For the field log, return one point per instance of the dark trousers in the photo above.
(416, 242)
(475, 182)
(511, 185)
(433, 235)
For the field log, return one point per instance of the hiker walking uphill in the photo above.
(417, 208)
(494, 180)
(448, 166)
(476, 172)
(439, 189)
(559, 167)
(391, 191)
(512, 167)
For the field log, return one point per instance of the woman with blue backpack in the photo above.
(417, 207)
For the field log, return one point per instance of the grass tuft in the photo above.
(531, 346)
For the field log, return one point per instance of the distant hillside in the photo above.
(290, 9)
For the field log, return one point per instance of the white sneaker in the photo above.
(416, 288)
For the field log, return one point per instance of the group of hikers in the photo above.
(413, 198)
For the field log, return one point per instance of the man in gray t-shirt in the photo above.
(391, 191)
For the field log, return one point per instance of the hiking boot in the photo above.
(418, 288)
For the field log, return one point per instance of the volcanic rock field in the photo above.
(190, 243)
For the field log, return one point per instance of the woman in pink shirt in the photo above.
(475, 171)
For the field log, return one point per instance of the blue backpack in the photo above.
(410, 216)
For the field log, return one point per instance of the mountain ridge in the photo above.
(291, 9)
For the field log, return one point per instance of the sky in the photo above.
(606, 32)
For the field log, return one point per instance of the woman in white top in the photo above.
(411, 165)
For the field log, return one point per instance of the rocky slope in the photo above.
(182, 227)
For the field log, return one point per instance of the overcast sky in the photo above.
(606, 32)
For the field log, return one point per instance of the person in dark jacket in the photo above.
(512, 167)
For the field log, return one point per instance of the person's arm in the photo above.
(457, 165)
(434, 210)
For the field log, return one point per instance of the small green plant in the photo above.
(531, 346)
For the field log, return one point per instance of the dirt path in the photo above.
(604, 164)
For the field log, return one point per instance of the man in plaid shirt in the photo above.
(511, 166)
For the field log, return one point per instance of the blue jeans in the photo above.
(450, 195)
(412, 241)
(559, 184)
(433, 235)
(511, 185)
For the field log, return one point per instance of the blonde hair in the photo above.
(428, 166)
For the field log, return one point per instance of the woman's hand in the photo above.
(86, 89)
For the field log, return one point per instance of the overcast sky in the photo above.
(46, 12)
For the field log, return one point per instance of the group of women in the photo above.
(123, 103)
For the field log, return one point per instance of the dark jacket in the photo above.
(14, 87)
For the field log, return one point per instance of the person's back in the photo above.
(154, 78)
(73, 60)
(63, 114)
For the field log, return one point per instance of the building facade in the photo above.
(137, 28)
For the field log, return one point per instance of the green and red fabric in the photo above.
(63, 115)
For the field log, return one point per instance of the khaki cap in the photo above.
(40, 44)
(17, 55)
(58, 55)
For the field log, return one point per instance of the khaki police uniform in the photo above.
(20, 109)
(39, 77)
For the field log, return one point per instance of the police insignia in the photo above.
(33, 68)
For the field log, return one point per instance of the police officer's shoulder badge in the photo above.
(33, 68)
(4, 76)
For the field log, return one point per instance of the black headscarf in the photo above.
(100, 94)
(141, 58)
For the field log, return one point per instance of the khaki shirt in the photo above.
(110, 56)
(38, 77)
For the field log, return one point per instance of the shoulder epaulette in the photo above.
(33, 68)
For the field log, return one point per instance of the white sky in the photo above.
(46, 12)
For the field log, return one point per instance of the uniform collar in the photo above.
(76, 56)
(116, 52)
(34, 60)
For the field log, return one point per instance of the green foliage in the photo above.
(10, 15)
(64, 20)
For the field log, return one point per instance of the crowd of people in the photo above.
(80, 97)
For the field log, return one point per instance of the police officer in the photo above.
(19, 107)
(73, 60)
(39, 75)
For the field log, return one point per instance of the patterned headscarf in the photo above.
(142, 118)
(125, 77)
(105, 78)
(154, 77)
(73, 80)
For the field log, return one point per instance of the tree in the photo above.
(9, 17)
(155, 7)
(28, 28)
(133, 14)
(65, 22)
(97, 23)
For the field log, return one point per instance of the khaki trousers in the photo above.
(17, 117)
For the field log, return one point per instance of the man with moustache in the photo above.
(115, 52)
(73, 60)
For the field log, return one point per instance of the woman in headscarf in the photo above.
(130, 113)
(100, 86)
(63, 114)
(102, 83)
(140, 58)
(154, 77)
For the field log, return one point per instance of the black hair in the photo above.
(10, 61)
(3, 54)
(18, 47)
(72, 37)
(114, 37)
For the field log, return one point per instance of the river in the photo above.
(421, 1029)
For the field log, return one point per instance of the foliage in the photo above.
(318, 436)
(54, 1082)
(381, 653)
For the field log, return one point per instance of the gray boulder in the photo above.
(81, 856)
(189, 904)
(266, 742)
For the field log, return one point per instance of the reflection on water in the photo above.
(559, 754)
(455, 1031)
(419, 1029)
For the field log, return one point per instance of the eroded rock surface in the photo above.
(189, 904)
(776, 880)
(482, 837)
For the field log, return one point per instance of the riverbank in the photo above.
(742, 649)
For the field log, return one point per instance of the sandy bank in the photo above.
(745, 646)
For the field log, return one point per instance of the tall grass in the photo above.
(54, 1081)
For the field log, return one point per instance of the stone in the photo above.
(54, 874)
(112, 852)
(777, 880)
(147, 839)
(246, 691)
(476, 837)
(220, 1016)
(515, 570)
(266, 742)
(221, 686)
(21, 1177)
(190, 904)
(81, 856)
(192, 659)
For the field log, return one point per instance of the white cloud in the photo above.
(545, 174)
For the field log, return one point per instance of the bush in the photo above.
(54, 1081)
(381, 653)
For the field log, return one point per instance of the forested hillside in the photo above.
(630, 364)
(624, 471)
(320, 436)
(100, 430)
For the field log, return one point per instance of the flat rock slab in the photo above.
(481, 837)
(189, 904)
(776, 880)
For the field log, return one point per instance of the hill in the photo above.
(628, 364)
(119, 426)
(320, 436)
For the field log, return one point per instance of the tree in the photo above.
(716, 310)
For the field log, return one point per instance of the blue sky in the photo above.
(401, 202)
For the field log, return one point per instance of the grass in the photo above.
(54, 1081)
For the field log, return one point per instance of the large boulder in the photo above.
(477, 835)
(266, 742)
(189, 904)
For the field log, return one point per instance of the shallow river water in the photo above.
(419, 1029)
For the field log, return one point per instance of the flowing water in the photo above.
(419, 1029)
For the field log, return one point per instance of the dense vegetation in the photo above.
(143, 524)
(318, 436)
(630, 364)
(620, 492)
───
▶ _Stated exercise_:
Your task is to output all of the data above word for word.

▶ _Complete output_:
For the field log, return one point per instance of the dark trousers in the photo above.
(416, 242)
(475, 182)
(511, 185)
(433, 235)
For the field log, return one point per instance of the hiker walking uphill in the photo above.
(417, 208)
(494, 180)
(448, 166)
(476, 172)
(439, 189)
(559, 167)
(391, 191)
(512, 167)
For the field log, return one point per instance of the woman with blue backpack in the photo above.
(417, 207)
For the field log, return one point per instance of the grass tuft in the photo above.
(531, 346)
For the field log, return one point per instance of the distant hillside in the photo above.
(290, 9)
For the field log, return one point per instance of the white sneaker in the photo above.
(416, 288)
For the field log, return one point per instance of the group of hikers in the photo above.
(413, 198)
For the field log, return one point per instance of the man in gray t-shirt in the photo above.
(391, 191)
For the field log, return one point per instance of the hiking boot in the photo above.
(418, 288)
For the field log, return one point per instance of the volcanic rock field in the photo above.
(190, 243)
For the field log, return one point per instance of the woman in pink shirt in the photo above.
(475, 171)
For the field log, return one point per instance of the blue backpack in the photo above.
(410, 216)
For the field log, return one point per instance of the mountain ridge in the photo above.
(291, 9)
For the field log, return one point per instance of the sky in the photo above.
(606, 32)
For the field log, return one point per instance of the woman in white top in the photo above.
(411, 165)
For the field log, return one point per instance of the rocky slope in the photo above.
(182, 227)
For the field log, return one point per instance of the overcast sky in the photo above.
(606, 32)
For the field log, return one point per instance of the person in dark jacket in the photo above.
(512, 167)
For the field log, return one point per instance of the person's arm in the photo above.
(457, 165)
(434, 210)
For the field log, return one point per instance of the small green plant in the photo above.
(531, 346)
For the field log, return one point per instance of the dirt path in the photo above.
(604, 164)
For the field log, return one point per instance of the man in plaid shirt in the photo above.
(511, 166)
For the field log, return one point per instance of the blue jeans in the photo above.
(450, 195)
(412, 241)
(559, 184)
(433, 235)
(511, 185)
For the field log, return one point per instance of the blonde hair in the photo above.
(428, 166)
For the field log, return one point per instance of the woman's hand in the photo above.
(86, 89)
For the field log, return one point per instance of the overcast sky in the photo above.
(46, 12)
For the field log, return one point per instance of the group of women in the photo above.
(123, 103)
For the field log, return one point per instance of the dark jacket in the photo above.
(14, 87)
For the field log, return one point per instance of the person's back in the photo above.
(154, 78)
(73, 60)
(63, 114)
For the field log, return one point per instance of the building facade in the photo above.
(137, 28)
For the field log, return one point per instance of the green and red fabric in the photo above.
(63, 115)
For the field log, return one point per instance of the khaki cap in the photo above.
(40, 44)
(17, 55)
(58, 55)
For the field log, return one point per instance of the khaki police uniform in the photo above.
(20, 109)
(39, 77)
For the field log, return one point per instance of the police insignia in the photo above.
(33, 68)
For the field log, return one point per instance of the police officer's shoulder badge in the photo above.
(33, 68)
(4, 76)
For the field log, return one point per instance of the black headscarf in the photo above.
(100, 94)
(141, 58)
For the field log, return one point per instance of the khaki shirt in the photo above.
(110, 56)
(38, 77)
For the field log, return one point per instance of the shoulder epaulette in the photo above.
(33, 68)
For the field log, return one point per instance of the white sky in the photo above.
(46, 12)
For the field log, return one point per instance of the uniform collar in the photo above.
(76, 56)
(116, 52)
(34, 60)
For the field log, return one point per instance of the green foliage in the photo above.
(10, 15)
(64, 20)
For the field log, return one point per instance of the crowd of people in the photo above.
(80, 97)
For the field log, return one point per instance of the police officer in the photo above.
(19, 107)
(73, 60)
(39, 75)
For the field log, return one point per instance of the patterned headscarf in the photo above.
(142, 118)
(125, 77)
(105, 78)
(154, 77)
(73, 80)
For the field log, return one point per instance of the tree in the photo above.
(9, 17)
(155, 7)
(28, 28)
(133, 14)
(65, 22)
(97, 23)
For the field log, return one point per instance of the khaki trousers in the photo above.
(17, 117)
For the field log, return one point per instance of the man with moustache in the photo above.
(115, 52)
(73, 60)
For the field log, return one point per instance of the woman in headscarf in the photo above.
(130, 113)
(100, 86)
(63, 114)
(102, 83)
(140, 58)
(154, 77)
For the field log, return one point per instance of the black hair in the photo above.
(10, 61)
(3, 54)
(18, 47)
(72, 37)
(114, 37)
For the field log, return one point per instance of the river in the photo above.
(421, 1029)
For the field log, return one point per instance of the foliage in the photo above.
(318, 436)
(54, 1082)
(381, 653)
For the field log, return one point per instance of the gray boulder in the photo above.
(81, 856)
(189, 904)
(266, 742)
For the field log, return one point per instance of the reflection on water in the photo above.
(559, 754)
(455, 1031)
(419, 1029)
For the field log, return one point per instance of the eroded rock surface in the photo above.
(189, 904)
(776, 880)
(482, 837)
For the field log, return one point per instance of the riverbank in the photo above.
(742, 649)
For the field log, return one point per instance of the sandy bank in the photo above.
(745, 646)
For the field log, return one point per instance of the tall grass in the photo above.
(54, 1081)
For the field log, return one point per instance of the stone in the photo above.
(54, 874)
(112, 852)
(777, 880)
(147, 839)
(246, 691)
(476, 837)
(220, 1016)
(515, 570)
(266, 742)
(221, 686)
(21, 1177)
(190, 904)
(81, 856)
(192, 659)
For the field log, return one point per instance of the white cloud in the photo above.
(545, 174)
For the field log, return one point per instance of the bush in the photo above.
(54, 1081)
(381, 653)
For the field log, return one point per instance of the forested hillside in the photo above.
(630, 364)
(624, 471)
(320, 436)
(100, 430)
For the field log, return one point per instance of the flat rock slab in the photo above.
(481, 837)
(189, 904)
(776, 880)
For the field log, return one point per instance of the hill in the photo above.
(628, 364)
(119, 426)
(320, 436)
For the field log, return one point per instance of the tree in the photo above.
(716, 310)
For the field log, return one point per instance of the blue sky in the photo above.
(401, 202)
For the field log, return one point per instance of the grass in the photo above.
(54, 1081)
For the field log, return one point per instance of the large boulder in the photo above.
(477, 835)
(266, 742)
(189, 904)
For the field log, return one point per instance of the shallow river water in the photo above.
(419, 1029)
For the field log, return one point per instance of the flowing water in the photo above.
(419, 1029)
For the field log, return one point per instance of the dense vegetation in the photo above.
(143, 524)
(318, 436)
(630, 364)
(620, 492)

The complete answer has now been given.